What to produce: Each record must be copied in full and unchanged; any image it holds is excluded.

○ ○ ○ ○ ○ ○ ○

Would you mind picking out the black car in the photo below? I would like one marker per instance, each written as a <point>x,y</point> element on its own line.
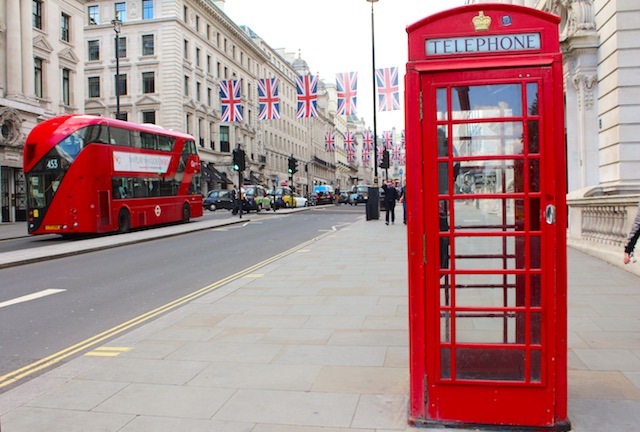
<point>218,199</point>
<point>359,194</point>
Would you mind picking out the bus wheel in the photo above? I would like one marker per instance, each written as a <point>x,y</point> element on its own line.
<point>124,221</point>
<point>186,213</point>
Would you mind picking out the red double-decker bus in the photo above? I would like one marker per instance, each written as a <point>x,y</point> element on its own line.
<point>88,174</point>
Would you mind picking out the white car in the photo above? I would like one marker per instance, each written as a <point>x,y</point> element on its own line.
<point>300,200</point>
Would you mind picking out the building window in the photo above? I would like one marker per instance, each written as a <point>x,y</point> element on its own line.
<point>121,11</point>
<point>224,139</point>
<point>37,64</point>
<point>122,84</point>
<point>122,47</point>
<point>66,86</point>
<point>94,15</point>
<point>94,86</point>
<point>94,50</point>
<point>147,9</point>
<point>148,45</point>
<point>64,27</point>
<point>148,82</point>
<point>149,117</point>
<point>37,14</point>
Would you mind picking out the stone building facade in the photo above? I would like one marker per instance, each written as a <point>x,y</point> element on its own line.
<point>600,44</point>
<point>41,75</point>
<point>172,56</point>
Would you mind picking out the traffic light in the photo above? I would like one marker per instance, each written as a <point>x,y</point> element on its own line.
<point>385,159</point>
<point>293,165</point>
<point>238,160</point>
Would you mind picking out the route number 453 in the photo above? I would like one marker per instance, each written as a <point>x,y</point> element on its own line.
<point>52,164</point>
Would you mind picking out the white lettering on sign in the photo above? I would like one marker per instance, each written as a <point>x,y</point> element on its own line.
<point>140,162</point>
<point>479,44</point>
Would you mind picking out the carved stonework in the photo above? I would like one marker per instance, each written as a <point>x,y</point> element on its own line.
<point>577,16</point>
<point>10,126</point>
<point>584,85</point>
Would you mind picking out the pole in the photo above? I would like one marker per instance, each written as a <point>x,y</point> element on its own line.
<point>117,44</point>
<point>373,70</point>
<point>239,196</point>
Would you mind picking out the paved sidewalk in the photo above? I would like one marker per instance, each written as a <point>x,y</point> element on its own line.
<point>315,342</point>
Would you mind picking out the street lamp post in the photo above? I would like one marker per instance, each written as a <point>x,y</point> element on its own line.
<point>373,70</point>
<point>373,203</point>
<point>117,24</point>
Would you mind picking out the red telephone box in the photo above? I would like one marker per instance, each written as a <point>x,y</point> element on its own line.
<point>487,219</point>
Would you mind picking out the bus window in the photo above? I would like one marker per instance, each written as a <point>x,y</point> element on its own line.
<point>119,137</point>
<point>69,147</point>
<point>165,143</point>
<point>96,134</point>
<point>135,139</point>
<point>153,187</point>
<point>149,141</point>
<point>121,187</point>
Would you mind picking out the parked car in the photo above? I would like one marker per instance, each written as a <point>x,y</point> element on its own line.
<point>359,194</point>
<point>300,201</point>
<point>282,196</point>
<point>343,198</point>
<point>324,194</point>
<point>218,199</point>
<point>255,198</point>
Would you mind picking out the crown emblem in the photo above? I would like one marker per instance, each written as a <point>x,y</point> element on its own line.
<point>481,22</point>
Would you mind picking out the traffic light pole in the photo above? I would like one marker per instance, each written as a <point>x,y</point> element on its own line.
<point>239,194</point>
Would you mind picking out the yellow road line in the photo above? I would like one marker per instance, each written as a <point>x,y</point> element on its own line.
<point>45,362</point>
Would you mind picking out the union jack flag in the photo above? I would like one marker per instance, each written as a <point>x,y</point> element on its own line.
<point>367,140</point>
<point>268,99</point>
<point>387,137</point>
<point>366,158</point>
<point>387,84</point>
<point>350,146</point>
<point>230,101</point>
<point>347,83</point>
<point>396,154</point>
<point>349,141</point>
<point>330,141</point>
<point>307,96</point>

○ ○ ○ ○ ○ ○ ○

Answer for the task:
Would you mind picking out the black car in the photo below? I would like one marker per instance, each written as a <point>x,y</point> element on its own line.
<point>218,199</point>
<point>359,194</point>
Would you mind picking out the bus wheel in the photo above? I would like one marker per instance, each written as a <point>x,y</point> element on its own line.
<point>124,221</point>
<point>186,213</point>
Would you mind picking out the red double-decker bus in the photo above? I would like one marker per instance, each written as a <point>x,y</point> element on its own line.
<point>88,174</point>
Would you mind picking out the white car in the photo above? I would like one marker per instance, each written as a <point>x,y</point> element on its own line.
<point>300,200</point>
Would you mind picking out the building window in the photo above? I would like one marker per instance, each written as a <point>x,y</point> element on its own line.
<point>121,11</point>
<point>224,139</point>
<point>37,64</point>
<point>122,84</point>
<point>122,47</point>
<point>66,86</point>
<point>94,15</point>
<point>94,86</point>
<point>94,50</point>
<point>147,9</point>
<point>148,45</point>
<point>64,27</point>
<point>148,82</point>
<point>149,117</point>
<point>37,14</point>
Would you mind picking out the stone building facade in the photo above? I would like one marker per instance, each written as a <point>x,y</point> element on its own line.
<point>600,44</point>
<point>41,75</point>
<point>172,56</point>
Would you mind picking out the traffic light in the photo above? I would like one marker per instance, each written as a <point>x,y</point> element on its own line.
<point>385,159</point>
<point>293,165</point>
<point>238,160</point>
Would you mind picking out the route number 453 in the photo above? I would like one marker per instance, each written as a <point>x,y</point> element on its own line.
<point>52,164</point>
Would you mind picking out the white lettering on sign in the photo above? I would like one marker per instance, each written as a <point>x,y</point> element on its own line.
<point>140,162</point>
<point>479,44</point>
Would you mind picking out the carved stonework in the photo above? I would like one marker per instance, each written as a <point>x,y</point> element on its own line.
<point>577,16</point>
<point>10,126</point>
<point>584,85</point>
Would you mind picking out the pole in the photo above? I would like one marker per instance, each written as a <point>x,y</point> element on its own line.
<point>117,44</point>
<point>373,70</point>
<point>239,196</point>
Would you mind picking out the paved sidewalk in the photo above? I would like one marker per instance, each written as a <point>x,y</point> element on its own line.
<point>315,342</point>
Would you mind picking out the street lamp post in the photo above? I would like one marker per instance, each written as a <point>x,y</point> element on its own line.
<point>373,70</point>
<point>373,203</point>
<point>117,24</point>
Would you mind picking out the red telephone box in the photo above? I would like one marker per instance, each written as a <point>x,y</point> element on its own line.
<point>487,219</point>
Would you mind picking out the bus window in the photo above? I would like one marker per instance, each written as a <point>x,y</point> element on its own line.
<point>119,137</point>
<point>69,147</point>
<point>165,143</point>
<point>96,134</point>
<point>135,139</point>
<point>153,187</point>
<point>149,141</point>
<point>121,187</point>
Would you mind picking out the parked car in the photo above? I would like one marker per instance, each written as a <point>x,y</point> element on its own line.
<point>359,194</point>
<point>300,201</point>
<point>282,196</point>
<point>343,198</point>
<point>324,194</point>
<point>218,199</point>
<point>255,198</point>
Would you mind picking out the crown emblem in the photo above? I would like one marker per instance, each written as a <point>x,y</point> element on its own line.
<point>481,22</point>
Would you mind picking out the traffic light pole in the photo above? I would like one marker per instance, each written as a <point>x,y</point> element on its own line.
<point>239,194</point>
Would you mind picking out the yellow road line in the photo above? I would like one marker per instance, each written as a <point>x,y</point> element on its own line.
<point>45,362</point>
Would you mind picking out the union jack flag in the photo above? I would like one marker per instance, each written as a <point>x,y</point> element on its own line.
<point>367,140</point>
<point>268,99</point>
<point>387,137</point>
<point>366,158</point>
<point>387,84</point>
<point>350,146</point>
<point>230,101</point>
<point>347,83</point>
<point>396,154</point>
<point>349,141</point>
<point>330,141</point>
<point>307,96</point>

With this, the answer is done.